• **TASKS AND EXERCISES**
(1) Answer these questions from the passage about the World Bank president:
(a) Where was Markey when he spoke to the author about Malpass?
(b) How did Markey describe Malpass in the quoted statement?
(c) What kind of projects is the World Bank still funding, according to the passage?
(2) Write the next part of the passage about the World Bank president, starting right after its final sentence.

• **SELECTED EXCERPT**
- - -

This is the kind of answer that’s no longer very useful even in right-wing American politics (more with-it oil industry shills have moved on to newer variants, designed to delay action but not outright deny the fact that we’re cooking the earth). And in the rest of the world (a planet that the World Bank putatively serves) this was viewed as the rank stupidity it is.
No one that I saw rose to his defense—the silence from John Kerry and Joe Biden was deafening, since the president of the World Bank is by custom a job awarded by the U.S. Much credit to Gore, who seems ever less willing to abide by diplomatic nicety (check him out at Davos last month) and also to excellent activists who pressed the case hard (I got to join in a particularly inspired protest, where actual scientists gathered outside World Bank headquarters to read scientific studies through a bullhorn) and also to Ed Markey, who—as readers of this newsletter were the first to know—promised to rally Democratic Senators to get him bounced. As Markey told me during the Egypt climate talks:
“Malpass has to go. He’s a Trump guy and a climate denier. My attempt is to organize the Democrats in the Senate to call for the removal of Malpass and to send a very strong signal that while it’s unprecedented that the World Bank president is removed, it’s also unprecedented that the world would face such a catastrophe, and that a climate denier would be in charge.”
I don’t know the inside story of how precisely his departure was arranged, nor do I know who has the inside track for the job. But I will say that, given the circumstances, it should be someone whose primary focus has been climate change.
And by ‘the circumstances’ I don’t mean just his boneheaded comments about science. I mean that the number one job of the World Bank for this century has to be helping get the planet through the greatest single challenge our civilizations have ever faced. The World Bank is still ponying up for fossil fuel projects, which has to stop. But far more, it has to figure out how to open the spigot of climate finance so that the nations of the global South can quickly build out renewable energy.

- - -

• **EXTRACTED RECORDS**

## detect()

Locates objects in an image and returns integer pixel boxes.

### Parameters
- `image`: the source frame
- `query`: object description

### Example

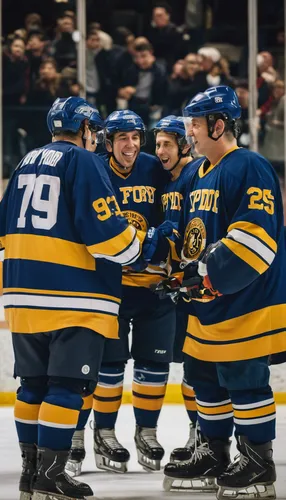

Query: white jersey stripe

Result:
[198,411,233,420]
[232,398,274,410]
[3,293,119,314]
[227,229,275,266]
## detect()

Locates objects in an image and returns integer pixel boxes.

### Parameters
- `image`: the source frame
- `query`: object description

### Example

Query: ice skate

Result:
[66,429,85,477]
[32,448,93,500]
[19,443,37,500]
[163,439,230,493]
[217,436,276,500]
[170,422,202,462]
[134,425,165,471]
[93,427,130,474]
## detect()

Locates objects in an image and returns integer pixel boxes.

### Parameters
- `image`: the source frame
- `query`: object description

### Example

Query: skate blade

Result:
[217,483,276,500]
[32,491,85,500]
[65,460,82,477]
[137,450,161,472]
[163,476,218,493]
[20,491,32,500]
[94,453,127,474]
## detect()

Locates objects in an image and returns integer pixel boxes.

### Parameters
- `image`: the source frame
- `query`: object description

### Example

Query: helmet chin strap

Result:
[111,151,138,170]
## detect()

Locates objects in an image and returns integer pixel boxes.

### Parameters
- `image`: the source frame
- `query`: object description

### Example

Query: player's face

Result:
[185,116,209,155]
[156,132,179,170]
[113,130,140,169]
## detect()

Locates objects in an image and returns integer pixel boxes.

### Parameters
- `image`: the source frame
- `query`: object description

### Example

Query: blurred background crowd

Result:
[2,0,285,188]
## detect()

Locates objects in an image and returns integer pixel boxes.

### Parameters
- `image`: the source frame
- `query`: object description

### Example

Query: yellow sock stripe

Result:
[181,383,195,398]
[132,394,164,411]
[14,399,41,422]
[197,403,233,415]
[39,402,79,427]
[132,382,166,396]
[221,238,269,274]
[81,394,93,410]
[94,385,123,398]
[234,403,275,419]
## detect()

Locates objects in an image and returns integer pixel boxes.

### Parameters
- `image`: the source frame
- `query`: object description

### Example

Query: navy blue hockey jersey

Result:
[101,153,169,288]
[0,141,140,337]
[181,148,286,361]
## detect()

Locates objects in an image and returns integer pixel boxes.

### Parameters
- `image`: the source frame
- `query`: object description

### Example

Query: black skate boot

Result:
[134,425,165,471]
[66,429,85,477]
[19,443,37,500]
[217,436,276,500]
[93,427,130,473]
[163,438,230,492]
[32,448,93,500]
[170,422,202,462]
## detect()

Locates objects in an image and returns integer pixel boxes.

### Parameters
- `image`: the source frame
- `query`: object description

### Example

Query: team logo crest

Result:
[183,217,207,260]
[122,210,148,232]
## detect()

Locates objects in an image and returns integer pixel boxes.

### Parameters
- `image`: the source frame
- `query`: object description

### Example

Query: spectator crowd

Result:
[2,1,285,185]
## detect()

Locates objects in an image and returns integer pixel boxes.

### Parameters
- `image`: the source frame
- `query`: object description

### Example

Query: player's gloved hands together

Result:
[142,220,179,265]
[150,276,181,303]
[151,243,221,302]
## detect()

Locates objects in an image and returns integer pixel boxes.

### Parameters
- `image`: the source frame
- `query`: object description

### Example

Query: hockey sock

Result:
[181,364,197,424]
[132,361,169,427]
[230,386,276,444]
[195,384,233,441]
[38,386,82,450]
[93,363,125,429]
[14,386,47,444]
[76,394,93,431]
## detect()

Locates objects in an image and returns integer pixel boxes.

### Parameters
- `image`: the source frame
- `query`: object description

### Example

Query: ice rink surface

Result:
[0,405,286,500]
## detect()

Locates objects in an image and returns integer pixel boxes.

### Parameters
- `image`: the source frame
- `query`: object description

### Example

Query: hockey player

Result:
[0,97,146,500]
[68,110,175,473]
[151,86,286,499]
[154,115,200,461]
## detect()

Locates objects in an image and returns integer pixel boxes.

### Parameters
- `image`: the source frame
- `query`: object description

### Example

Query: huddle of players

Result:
[67,86,286,498]
[1,86,286,500]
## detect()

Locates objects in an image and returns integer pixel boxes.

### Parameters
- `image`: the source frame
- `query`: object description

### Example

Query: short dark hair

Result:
[153,1,172,16]
[134,43,153,52]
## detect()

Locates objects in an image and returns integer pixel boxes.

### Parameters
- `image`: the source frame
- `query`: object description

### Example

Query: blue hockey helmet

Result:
[88,109,104,132]
[183,85,241,120]
[183,85,241,141]
[154,115,185,137]
[153,115,187,152]
[47,97,96,134]
[104,109,146,146]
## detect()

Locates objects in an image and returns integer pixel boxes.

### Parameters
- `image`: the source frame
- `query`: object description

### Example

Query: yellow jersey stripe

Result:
[221,238,269,274]
[87,226,136,257]
[227,221,277,253]
[5,234,96,271]
[234,403,275,419]
[3,288,121,304]
[187,304,286,346]
[14,399,40,422]
[5,307,118,339]
[39,402,79,426]
[81,394,93,410]
[183,329,286,362]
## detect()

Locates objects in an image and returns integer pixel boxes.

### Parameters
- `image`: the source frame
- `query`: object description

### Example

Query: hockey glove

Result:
[150,276,181,304]
[142,220,179,265]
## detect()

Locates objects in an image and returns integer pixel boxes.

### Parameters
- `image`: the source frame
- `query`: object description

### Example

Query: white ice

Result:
[0,405,286,500]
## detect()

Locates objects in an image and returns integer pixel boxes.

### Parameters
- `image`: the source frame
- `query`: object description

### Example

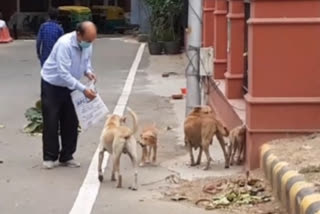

- - -

• **FINAL RESULTS**
(1)
(a) At the Egypt climate talks.
(b) As "a Trump guy and a climate denier."
(c) Fossil fuel projects.

(2)
That’s a task with an enormous price-tag: a couple of trillion dollars a year by most estimates. The World Bank will never have anything like that kind of cash. But it can use its relatively small endowment to take the risk out of those investments so that private cash can do the job. Basically, you have to make it safe for pension funds in Seattle to invest in solar farms in Senegal, with a small dose of public money and a certain amount of financial wizardry. As I was wandering those conference corridors in Egypt, I ran into Nicholas Stern, the British economist who wrote the original report on the financial peril posed by climate change. Here’s how he put it: “With money at 6 or 7 per cent, solar in Africa can outcompete anything and turn a profit. At 15 per cent you can’t make a profit, and so it won’t happen.” So a key job of the World Bank is to get that price down.
Stern would be a good choice for the job, but it traditionally goes to an American. (Happily, there’s at least some noise about opening up that process, which does seem the definition of neo-colonial). People have been talking about John Podesta—but he seems crucial to implementing the climate provisions of the IRA. Rachel Kyte, now dean of the Fletcher School of International Diplomacy and a climate finance expert? Also at Tufts: the indefatigable Kelly Sims Gallagher, one of the smartest climate minds ever. Gore or Kerry, as former vp and secretary of state, would bring the necessary gravitas—and in a sense it’s the job that Kerry has been informally doing for the past couple of years, wandering the planet as Biden’s climate envoy and trying to stitch together decarbonization deals. Hell, the UN Secretary General might consider it a lateral move—but Antonio Guterres has been doing such a good job as planetary spokesman that I’d hate to see him go.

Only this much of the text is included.